Exercise brief: Gather every line of the material below that contains the string "only", and copy each one in full. Treat case as significant.
____
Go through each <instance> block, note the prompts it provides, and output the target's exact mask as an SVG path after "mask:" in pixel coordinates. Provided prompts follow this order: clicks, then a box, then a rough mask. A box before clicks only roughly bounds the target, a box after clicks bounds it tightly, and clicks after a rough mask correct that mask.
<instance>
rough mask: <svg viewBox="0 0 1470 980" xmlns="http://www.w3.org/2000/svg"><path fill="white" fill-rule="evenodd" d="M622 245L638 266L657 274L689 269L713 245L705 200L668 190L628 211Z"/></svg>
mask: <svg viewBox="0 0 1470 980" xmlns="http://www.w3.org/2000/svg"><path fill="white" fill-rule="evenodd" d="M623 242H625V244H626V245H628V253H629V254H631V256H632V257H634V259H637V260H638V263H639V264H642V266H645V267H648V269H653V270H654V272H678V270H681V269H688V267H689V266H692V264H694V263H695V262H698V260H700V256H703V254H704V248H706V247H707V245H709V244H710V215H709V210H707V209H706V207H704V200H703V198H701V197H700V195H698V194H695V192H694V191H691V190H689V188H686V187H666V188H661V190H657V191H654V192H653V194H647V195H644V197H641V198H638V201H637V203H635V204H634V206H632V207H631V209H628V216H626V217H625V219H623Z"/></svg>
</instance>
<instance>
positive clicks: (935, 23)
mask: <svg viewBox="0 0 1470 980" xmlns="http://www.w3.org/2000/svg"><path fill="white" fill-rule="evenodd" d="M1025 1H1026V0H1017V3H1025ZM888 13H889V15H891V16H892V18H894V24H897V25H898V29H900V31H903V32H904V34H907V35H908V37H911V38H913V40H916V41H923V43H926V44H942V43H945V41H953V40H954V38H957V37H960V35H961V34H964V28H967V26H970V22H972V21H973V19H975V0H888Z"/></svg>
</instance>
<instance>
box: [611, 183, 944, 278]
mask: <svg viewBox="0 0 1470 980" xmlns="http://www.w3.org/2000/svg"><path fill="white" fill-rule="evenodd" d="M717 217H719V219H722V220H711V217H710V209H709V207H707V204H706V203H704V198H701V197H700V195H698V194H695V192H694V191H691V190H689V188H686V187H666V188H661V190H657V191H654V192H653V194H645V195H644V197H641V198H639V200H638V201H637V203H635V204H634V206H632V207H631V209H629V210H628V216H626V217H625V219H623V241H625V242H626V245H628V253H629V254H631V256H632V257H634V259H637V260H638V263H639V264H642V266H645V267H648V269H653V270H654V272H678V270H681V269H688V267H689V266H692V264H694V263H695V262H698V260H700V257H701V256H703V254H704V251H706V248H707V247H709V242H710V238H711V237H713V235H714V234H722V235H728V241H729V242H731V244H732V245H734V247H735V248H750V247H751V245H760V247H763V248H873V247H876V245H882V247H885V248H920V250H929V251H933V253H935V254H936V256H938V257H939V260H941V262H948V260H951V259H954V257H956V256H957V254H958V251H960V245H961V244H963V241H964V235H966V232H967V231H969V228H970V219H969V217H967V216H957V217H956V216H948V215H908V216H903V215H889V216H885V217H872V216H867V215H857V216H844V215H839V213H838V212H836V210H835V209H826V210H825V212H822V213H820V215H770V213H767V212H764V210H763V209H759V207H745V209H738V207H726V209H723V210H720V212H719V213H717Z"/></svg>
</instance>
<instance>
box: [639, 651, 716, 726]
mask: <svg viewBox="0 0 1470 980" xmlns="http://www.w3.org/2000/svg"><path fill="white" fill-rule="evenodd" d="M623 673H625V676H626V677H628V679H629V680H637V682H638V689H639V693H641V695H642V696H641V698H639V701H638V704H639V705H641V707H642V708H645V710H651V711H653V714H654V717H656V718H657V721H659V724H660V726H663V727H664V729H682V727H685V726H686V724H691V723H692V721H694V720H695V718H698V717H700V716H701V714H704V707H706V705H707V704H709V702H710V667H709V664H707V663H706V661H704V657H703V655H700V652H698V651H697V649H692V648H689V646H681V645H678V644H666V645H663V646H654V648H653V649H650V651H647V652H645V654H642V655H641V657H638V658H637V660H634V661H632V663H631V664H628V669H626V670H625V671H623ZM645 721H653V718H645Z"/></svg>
____
Solution for this problem:
Go through each <instance> block, note the prompts it provides, and output the target's exact mask as an SVG path after "mask:" in pixel coordinates. Provided prompts follow this order: clicks, then a box, then a rough mask. A box before clicks only roughly bounds the target, a box after clicks bounds it tightly, and clicks after a rough mask correct that mask.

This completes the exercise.